Here are some entries; quote each one exactly.

++++ Supplied material

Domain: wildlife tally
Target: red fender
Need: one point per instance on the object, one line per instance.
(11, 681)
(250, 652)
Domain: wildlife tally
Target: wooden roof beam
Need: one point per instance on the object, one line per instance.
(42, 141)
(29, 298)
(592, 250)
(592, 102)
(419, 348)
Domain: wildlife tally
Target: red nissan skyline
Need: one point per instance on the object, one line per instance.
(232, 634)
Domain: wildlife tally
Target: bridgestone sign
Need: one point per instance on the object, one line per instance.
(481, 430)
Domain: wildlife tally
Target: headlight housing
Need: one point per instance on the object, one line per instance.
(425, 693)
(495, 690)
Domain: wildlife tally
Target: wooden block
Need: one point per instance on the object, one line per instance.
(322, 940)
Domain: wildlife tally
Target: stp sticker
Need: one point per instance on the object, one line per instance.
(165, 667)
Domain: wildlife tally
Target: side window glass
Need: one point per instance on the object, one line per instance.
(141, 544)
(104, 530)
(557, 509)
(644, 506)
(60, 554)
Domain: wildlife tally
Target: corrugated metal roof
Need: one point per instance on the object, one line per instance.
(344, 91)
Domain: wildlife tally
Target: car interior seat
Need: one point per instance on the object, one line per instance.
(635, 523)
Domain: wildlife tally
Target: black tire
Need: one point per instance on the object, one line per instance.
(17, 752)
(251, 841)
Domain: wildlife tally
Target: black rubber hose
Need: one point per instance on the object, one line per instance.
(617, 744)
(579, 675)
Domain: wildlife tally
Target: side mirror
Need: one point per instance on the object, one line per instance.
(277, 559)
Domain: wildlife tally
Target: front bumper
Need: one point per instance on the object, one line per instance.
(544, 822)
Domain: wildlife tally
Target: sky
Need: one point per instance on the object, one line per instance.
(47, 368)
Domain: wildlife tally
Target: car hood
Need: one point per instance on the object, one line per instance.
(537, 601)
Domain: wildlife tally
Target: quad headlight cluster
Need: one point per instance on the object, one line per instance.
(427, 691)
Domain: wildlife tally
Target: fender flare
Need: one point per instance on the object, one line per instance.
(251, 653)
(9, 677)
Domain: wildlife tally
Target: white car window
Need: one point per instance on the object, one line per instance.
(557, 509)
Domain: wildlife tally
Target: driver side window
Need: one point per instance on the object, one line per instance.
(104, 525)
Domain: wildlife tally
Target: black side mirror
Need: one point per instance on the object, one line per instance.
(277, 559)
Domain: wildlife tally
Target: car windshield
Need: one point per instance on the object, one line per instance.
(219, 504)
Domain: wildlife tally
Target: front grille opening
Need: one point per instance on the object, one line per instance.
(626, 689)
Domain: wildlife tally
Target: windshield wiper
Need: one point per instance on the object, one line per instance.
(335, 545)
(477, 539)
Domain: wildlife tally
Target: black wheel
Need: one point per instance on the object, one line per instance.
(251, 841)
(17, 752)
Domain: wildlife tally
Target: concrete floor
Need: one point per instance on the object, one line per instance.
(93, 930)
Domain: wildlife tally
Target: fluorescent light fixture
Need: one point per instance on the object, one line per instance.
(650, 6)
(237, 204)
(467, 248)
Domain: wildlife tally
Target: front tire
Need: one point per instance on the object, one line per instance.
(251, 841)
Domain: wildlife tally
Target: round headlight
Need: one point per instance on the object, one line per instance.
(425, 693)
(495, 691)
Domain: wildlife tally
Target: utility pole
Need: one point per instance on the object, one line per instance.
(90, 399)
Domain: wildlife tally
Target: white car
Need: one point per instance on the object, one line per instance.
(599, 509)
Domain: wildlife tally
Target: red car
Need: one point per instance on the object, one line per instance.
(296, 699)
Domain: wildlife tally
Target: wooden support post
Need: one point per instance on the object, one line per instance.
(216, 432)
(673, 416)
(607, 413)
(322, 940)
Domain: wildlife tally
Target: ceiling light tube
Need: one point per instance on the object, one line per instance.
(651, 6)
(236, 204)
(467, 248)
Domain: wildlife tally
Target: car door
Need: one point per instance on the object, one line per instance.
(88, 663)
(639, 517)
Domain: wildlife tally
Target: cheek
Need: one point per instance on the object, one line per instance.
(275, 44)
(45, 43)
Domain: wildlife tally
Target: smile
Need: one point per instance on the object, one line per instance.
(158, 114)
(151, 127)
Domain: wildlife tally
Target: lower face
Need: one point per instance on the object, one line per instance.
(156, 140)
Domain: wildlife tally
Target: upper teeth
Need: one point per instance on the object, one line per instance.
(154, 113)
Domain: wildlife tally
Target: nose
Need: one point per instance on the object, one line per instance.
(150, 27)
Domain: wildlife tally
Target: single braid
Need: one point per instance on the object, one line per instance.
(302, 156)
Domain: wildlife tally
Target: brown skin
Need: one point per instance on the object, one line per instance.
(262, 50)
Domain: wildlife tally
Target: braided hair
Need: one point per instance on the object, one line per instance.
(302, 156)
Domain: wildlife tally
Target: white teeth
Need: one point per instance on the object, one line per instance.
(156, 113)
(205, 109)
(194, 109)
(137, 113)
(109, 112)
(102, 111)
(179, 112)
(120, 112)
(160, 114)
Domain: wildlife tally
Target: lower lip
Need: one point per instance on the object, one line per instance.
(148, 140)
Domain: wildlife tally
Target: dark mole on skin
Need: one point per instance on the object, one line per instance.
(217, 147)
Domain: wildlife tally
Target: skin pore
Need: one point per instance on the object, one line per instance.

++++++++

» **Written solution**
Domain: wildlife tally
Target: red fender
Need: one point per instance on the object, one line per instance.
(11, 681)
(250, 652)
Domain: wildlife tally
Target: wooden roof beam
Need: one point per instance on the object, one line per instance.
(42, 141)
(29, 298)
(592, 250)
(592, 102)
(419, 348)
Domain: wildlife tally
Target: red nissan skyline
Need: one point per instance on the object, one line per instance.
(232, 634)
Domain: wildlife tally
Target: bridgestone sign
Need: one point per instance on the object, one line per instance.
(481, 430)
Domain: wildlife tally
Target: headlight housing
Need: one point per instance on the object, one line per instance.
(425, 693)
(495, 690)
Domain: wildlife tally
Target: wooden block
Need: one point per instance on the object, one line per instance.
(322, 940)
Domain: wildlife tally
Target: stp sticker
Need: one point per instance on the object, one line per instance.
(165, 667)
Domain: wildlife tally
Target: side window glass
Need: one point per instance on the object, one line per instance.
(141, 544)
(104, 530)
(557, 509)
(644, 506)
(60, 554)
Domain: wildlife tally
Target: corrugated metal roof
Need: one point per instance on the object, one line per instance.
(344, 91)
Domain: wildlife tally
Target: car interior seat
Need: one point per instance on the object, one line per instance.
(635, 523)
Domain: wildlife tally
Target: black tire
Need: one point per instance on the object, one line per instance.
(17, 752)
(251, 841)
Domain: wildlife tally
Target: black rubber hose
Need: one point per instance on the object, one line per instance.
(617, 744)
(579, 675)
Domain: wildlife tally
Target: side mirror
Need: one point per instance on the object, one line per instance.
(277, 559)
Domain: wildlife tally
Target: front bumper
Need: one point per instance on the object, one line per instance.
(544, 822)
Domain: wildlife tally
Target: sky
Need: one point per instance on the object, one line per instance.
(47, 368)
Domain: wildlife tally
Target: car hood
Need: one point per instance on the object, one line per instance.
(537, 601)
Domain: wildlife tally
Target: quad headlight cluster
Need: one point per instance on the object, one line per instance.
(427, 691)
Domain: wildlife tally
Target: fender flare
Need: one point per instance on the object, one line per instance.
(251, 653)
(9, 677)
Domain: wildlife tally
Target: white car window
Need: one point per instance on the object, one line per instance.
(557, 509)
Domain: wildlife tally
Target: driver side window
Need: one point per instance on the object, one line per instance.
(104, 525)
Domain: wildlife tally
Target: black side mirror
Need: one point per instance on the object, one line per instance.
(277, 559)
Domain: wildlife tally
Target: car windshield
Need: one point per instance on the object, one line per instance.
(219, 504)
Domain: wildlife tally
Target: front grille opening
Need: one point per instance on the object, one line per instance.
(626, 689)
Domain: wildlife tally
Target: windshield wiper
Need: one point per instance on the object, one line per instance.
(335, 545)
(477, 539)
Domain: wildlife tally
Target: black wheel
Need: one point per instance on the object, one line per instance.
(251, 841)
(17, 752)
Domain: wildlife tally
Target: concrete floor
Need: one point per instance on the object, one line per instance.
(93, 930)
Domain: wildlife tally
Target: fluorescent light fixture
Need: one point per instance on the object, one line per instance.
(650, 6)
(237, 204)
(467, 248)
Domain: wildlife tally
Target: front tire
Need: one point per instance on the object, one line per instance.
(251, 841)
Domain: wildlife tally
Target: round headlight
Need: one point per instance on the object, one line per instance.
(425, 693)
(495, 691)
Domain: wildlife tally
Target: utility pole
Need: one point per instance on the object, one line per instance.
(90, 399)
Domain: wildlife tally
Target: white car
Need: one point per instance on the object, one line per instance.
(599, 509)
Domain: wildlife tally
Target: red car
Need: one point per instance on the object, one line per instance.
(296, 699)
Domain: wildlife tally
Target: wooden support post
Need: one point per instance on the object, one line per instance.
(216, 432)
(673, 416)
(607, 413)
(322, 940)
Domain: wildlife tally
Target: ceiling light tube
Need: one point per instance on the object, one line per instance.
(651, 6)
(236, 204)
(467, 248)
Domain: wildlife tally
Target: car door
Need: one point per instance on the object, one line per instance.
(88, 663)
(639, 517)
Domain: wildlife tally
Target: cheek
Need: one point per instance on the object, one line per instance.
(275, 44)
(45, 43)
Domain: wildlife tally
Target: smile
Need: one point per instance on the object, one line per instance.
(158, 114)
(151, 127)
Domain: wildlife tally
Target: lower face
Need: one point per instance on the object, one line per instance.
(156, 140)
Domain: wildlife tally
Target: upper teeth
Need: one point per instance on the object, one line per instance.
(154, 113)
Domain: wildlife tally
Target: nose
Need: one point per instance on the object, one line per instance.
(150, 27)
Domain: wildlife tally
Target: single braid
Need: one point per instance on the object, one line per instance.
(302, 156)
Domain: wildlife tally
Target: brown skin
Need: one point per instance on the object, one line per instance.
(262, 50)
Domain: wildlife tally
Target: braided hair
Need: one point per instance on the object, one line per instance.
(302, 156)
Domain: wildlife tally
Target: white teeth
Need: one point per instance on the object, one line per instance.
(156, 113)
(205, 109)
(194, 109)
(137, 113)
(109, 112)
(102, 111)
(179, 112)
(120, 112)
(160, 114)
Domain: wildlife tally
Target: lower lip
Need: one point per instance on the object, one line per instance.
(148, 140)
Domain: wildlife tally
Target: dark mole on skin
Need: one point per instance on the object, one line per instance.
(217, 147)
Domain: wildlife tally
Target: skin pore
Need: one point per instance on the object, one line per instance.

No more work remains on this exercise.